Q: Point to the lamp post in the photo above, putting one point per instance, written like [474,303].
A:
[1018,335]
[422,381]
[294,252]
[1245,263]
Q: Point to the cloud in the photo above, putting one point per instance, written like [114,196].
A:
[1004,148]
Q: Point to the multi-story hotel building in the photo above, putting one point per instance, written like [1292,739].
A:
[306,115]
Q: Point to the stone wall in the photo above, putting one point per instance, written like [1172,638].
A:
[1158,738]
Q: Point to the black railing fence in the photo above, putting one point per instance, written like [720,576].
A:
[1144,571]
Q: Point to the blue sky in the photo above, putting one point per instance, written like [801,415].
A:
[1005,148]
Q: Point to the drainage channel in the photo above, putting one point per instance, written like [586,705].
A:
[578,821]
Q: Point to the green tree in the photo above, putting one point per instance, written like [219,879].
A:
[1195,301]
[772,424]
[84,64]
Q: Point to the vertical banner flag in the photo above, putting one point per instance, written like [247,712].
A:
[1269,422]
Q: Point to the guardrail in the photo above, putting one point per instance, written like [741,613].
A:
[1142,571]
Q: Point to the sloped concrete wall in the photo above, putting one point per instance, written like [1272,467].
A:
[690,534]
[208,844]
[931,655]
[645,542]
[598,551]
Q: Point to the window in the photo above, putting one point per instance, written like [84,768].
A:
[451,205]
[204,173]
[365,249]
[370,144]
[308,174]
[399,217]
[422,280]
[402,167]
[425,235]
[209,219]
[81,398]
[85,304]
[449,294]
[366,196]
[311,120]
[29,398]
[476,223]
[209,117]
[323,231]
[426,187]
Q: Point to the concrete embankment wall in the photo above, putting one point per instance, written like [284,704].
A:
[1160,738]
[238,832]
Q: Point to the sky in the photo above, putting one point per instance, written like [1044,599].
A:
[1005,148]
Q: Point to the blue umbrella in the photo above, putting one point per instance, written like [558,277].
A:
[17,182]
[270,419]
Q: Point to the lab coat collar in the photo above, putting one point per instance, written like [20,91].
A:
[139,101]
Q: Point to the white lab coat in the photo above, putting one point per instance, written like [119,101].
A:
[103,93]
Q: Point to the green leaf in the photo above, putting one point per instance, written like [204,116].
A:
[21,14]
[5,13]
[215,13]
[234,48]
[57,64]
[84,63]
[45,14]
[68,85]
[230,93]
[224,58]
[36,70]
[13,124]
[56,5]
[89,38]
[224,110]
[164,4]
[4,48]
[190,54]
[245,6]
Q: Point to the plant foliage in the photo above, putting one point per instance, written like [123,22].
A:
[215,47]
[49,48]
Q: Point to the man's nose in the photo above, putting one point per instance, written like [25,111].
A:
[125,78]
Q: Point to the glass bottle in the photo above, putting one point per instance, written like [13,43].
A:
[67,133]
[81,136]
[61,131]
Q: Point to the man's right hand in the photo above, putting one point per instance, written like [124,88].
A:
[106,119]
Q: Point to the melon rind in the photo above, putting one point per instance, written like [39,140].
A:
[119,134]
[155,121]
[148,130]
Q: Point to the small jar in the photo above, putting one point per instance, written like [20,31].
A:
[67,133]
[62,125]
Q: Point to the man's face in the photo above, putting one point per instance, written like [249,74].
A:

◆ Assignment: Tell how many lines above hold "green", nothing more.

◆ Task result: 2